## Given exercise
Extract every line of the records below and reproduce each one word for word.
### Exercise materials
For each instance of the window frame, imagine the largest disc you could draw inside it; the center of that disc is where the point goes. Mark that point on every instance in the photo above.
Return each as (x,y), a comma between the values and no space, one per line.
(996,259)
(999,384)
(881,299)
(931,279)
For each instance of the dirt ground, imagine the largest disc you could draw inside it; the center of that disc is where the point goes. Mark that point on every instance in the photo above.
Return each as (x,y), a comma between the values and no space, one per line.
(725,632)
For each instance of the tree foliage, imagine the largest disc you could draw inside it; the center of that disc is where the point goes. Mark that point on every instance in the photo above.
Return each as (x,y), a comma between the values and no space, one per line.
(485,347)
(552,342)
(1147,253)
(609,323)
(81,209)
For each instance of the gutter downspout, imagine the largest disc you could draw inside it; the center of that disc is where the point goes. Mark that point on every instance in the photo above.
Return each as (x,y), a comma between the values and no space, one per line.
######
## Finished answer
For each instance of the window frame, imagine the largest disc you could draw inside it; the center of that disc is where the point goes. Mark that point on every instance in the photo above.
Return each as (x,y), a comma between the values and no space, one per line.
(996,259)
(999,384)
(881,299)
(931,279)
For each instance of the dirt ground, imagine the largest disc you could draw inside it; the center of that disc is where the point goes. Mark that point on every instance in the photo above.
Return each as (x,y), a comma between the values and no space, one per line.
(725,632)
For each instance of the tree foliage, imagine the largest disc you could draw inside it; the center of that disc is where the point goes. Mark that point on every instance in the photo above.
Return each as (x,y), a comma between the values and no space, one per line.
(485,347)
(552,342)
(1147,253)
(609,323)
(81,209)
For each instance of the gutter downspout, imagine the largest disc you could draw inside it; the center of that disc is where the point goes. Mark that point on every instance in the photo above.
Return each as (x,y), a comma between the values and no space, one per line.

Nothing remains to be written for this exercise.